▶

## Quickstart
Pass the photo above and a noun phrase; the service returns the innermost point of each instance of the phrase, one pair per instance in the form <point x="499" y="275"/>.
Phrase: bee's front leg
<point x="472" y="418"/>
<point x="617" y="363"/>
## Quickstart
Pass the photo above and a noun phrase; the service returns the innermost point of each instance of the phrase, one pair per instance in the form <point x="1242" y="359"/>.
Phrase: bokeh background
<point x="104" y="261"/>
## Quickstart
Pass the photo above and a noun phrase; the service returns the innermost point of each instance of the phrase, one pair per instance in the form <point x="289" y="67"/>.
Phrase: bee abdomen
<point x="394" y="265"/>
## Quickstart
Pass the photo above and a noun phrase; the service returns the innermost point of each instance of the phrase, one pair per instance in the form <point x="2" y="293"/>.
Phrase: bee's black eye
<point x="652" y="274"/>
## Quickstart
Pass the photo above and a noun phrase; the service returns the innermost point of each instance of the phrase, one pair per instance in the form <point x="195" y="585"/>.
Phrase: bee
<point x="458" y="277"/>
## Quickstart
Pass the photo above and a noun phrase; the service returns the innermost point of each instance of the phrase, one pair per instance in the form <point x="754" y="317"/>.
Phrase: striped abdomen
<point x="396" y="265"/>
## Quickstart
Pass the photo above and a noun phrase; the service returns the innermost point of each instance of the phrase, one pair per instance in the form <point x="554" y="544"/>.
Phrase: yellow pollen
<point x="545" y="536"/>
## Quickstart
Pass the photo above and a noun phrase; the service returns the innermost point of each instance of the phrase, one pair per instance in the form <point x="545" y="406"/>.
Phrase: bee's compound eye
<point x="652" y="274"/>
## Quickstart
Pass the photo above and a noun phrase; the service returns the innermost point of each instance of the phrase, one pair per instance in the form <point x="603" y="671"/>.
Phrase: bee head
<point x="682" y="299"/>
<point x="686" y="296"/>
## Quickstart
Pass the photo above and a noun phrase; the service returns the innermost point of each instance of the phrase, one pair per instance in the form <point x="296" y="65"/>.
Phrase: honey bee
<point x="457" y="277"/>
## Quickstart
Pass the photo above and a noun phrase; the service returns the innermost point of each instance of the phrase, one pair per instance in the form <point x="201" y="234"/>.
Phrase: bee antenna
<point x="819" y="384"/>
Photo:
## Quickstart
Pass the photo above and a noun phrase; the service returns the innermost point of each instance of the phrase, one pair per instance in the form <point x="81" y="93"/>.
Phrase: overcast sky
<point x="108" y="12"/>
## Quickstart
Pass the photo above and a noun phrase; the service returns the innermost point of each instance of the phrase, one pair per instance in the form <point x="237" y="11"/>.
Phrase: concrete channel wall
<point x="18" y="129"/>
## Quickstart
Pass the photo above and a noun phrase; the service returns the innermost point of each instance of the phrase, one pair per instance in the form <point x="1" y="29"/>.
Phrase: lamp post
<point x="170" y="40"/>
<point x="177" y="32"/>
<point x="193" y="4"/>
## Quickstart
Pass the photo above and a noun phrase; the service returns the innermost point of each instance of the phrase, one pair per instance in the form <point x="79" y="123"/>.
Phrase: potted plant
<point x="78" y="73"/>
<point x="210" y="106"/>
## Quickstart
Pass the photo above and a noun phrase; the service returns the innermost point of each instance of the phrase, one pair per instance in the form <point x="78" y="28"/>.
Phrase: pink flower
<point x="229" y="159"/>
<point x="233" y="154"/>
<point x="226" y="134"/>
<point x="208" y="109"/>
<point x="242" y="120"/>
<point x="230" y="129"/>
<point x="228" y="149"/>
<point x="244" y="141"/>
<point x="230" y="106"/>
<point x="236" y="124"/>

◀

Retype all the data, changing nothing.

## Quickstart
Pass the photo above and a noun phrase; the service returns the innermost point of each instance of the phrase, one pair per instance in the form <point x="499" y="275"/>.
Phrase: bee's front leg
<point x="472" y="418"/>
<point x="617" y="363"/>
## Quickstart
Pass the photo above and a noun phrase; the service returns the innermost point of each instance of the phrase, one pair per instance in the form <point x="1242" y="359"/>.
Phrase: bokeh background
<point x="104" y="261"/>
## Quickstart
Pass the photo above and a noun phrase; the service returns the innermost point of each instance of the phrase, one pair per instance in the form <point x="289" y="67"/>.
Phrase: bee abdomen
<point x="394" y="265"/>
## Quickstart
Pass the photo above and a noun phrase; the service returns the innermost point of each instance of the phrase, one pair per instance in the form <point x="2" y="293"/>.
Phrase: bee's black eye
<point x="652" y="274"/>
## Quickstart
Pass the photo above and a noun phrase; the service returns the innermost point of each instance of the phrase, one pair per instance in the form <point x="195" y="585"/>.
Phrase: bee
<point x="458" y="277"/>
## Quickstart
Pass the photo above and a noun phrase; the service returns the innermost point of each instance of the phrase, one pair per instance in the form <point x="754" y="317"/>.
Phrase: striped abdomen
<point x="396" y="265"/>
## Quickstart
Pass the photo above and a noun phrase; the service returns the innermost point of each instance of the phrase, one pair per instance in the form <point x="554" y="544"/>.
Phrase: yellow pollen
<point x="545" y="536"/>
## Quickstart
Pass the photo above and a noun phrase; the service returns the innermost point of each instance of the phrase, one pair per instance in the form <point x="545" y="406"/>.
Phrase: bee's compound eye
<point x="652" y="274"/>
## Quickstart
Pass the photo above and a noun phrase; the service returns the innermost point of each instance of the phrase, one pair per instance in the form <point x="603" y="671"/>.
Phrase: bee head
<point x="682" y="299"/>
<point x="686" y="296"/>
## Quickstart
Pass the photo above and a noun phrase; the service returns the innermost point of each instance of the phrase, one pair per instance in the form <point x="296" y="65"/>.
Phrase: honey bee
<point x="457" y="277"/>
## Quickstart
Pass the photo above and a noun phrase; the service returns the innermost point of each instance of the phrase, one pair per instance in the form <point x="201" y="234"/>.
Phrase: bee antenna
<point x="819" y="384"/>
Photo:
## Quickstart
Pass the photo above and a noun phrase; the service returns the innermost point of each instance of the phrase, one pair per instance in the form <point x="81" y="93"/>.
Phrase: overcast sky
<point x="108" y="12"/>
## Quickstart
Pass the photo above and a noun phrase; the service returns the innermost point of each instance of the phrase, one pair per instance in the form <point x="237" y="11"/>.
Phrase: concrete channel wall
<point x="18" y="129"/>
## Quickstart
Pass the photo above and a noun phrase; the service returns the innermost point of each instance of the phrase, one pair per instance in the form <point x="1" y="29"/>.
Phrase: lamp post
<point x="170" y="40"/>
<point x="177" y="32"/>
<point x="193" y="4"/>
## Quickstart
Pass the photo above and a noun phrase; the service returns the innermost point of each instance of the phrase, one pair per instance in the form <point x="79" y="123"/>.
Phrase: potted plant
<point x="78" y="73"/>
<point x="210" y="106"/>
## Quickstart
Pass the photo above and a noun phrase; the service returns the innermost point of each instance of the phrase, one pair per instance in the form <point x="78" y="28"/>.
Phrase: pink flower
<point x="229" y="159"/>
<point x="233" y="154"/>
<point x="226" y="134"/>
<point x="208" y="109"/>
<point x="242" y="120"/>
<point x="230" y="129"/>
<point x="228" y="149"/>
<point x="244" y="141"/>
<point x="230" y="106"/>
<point x="236" y="124"/>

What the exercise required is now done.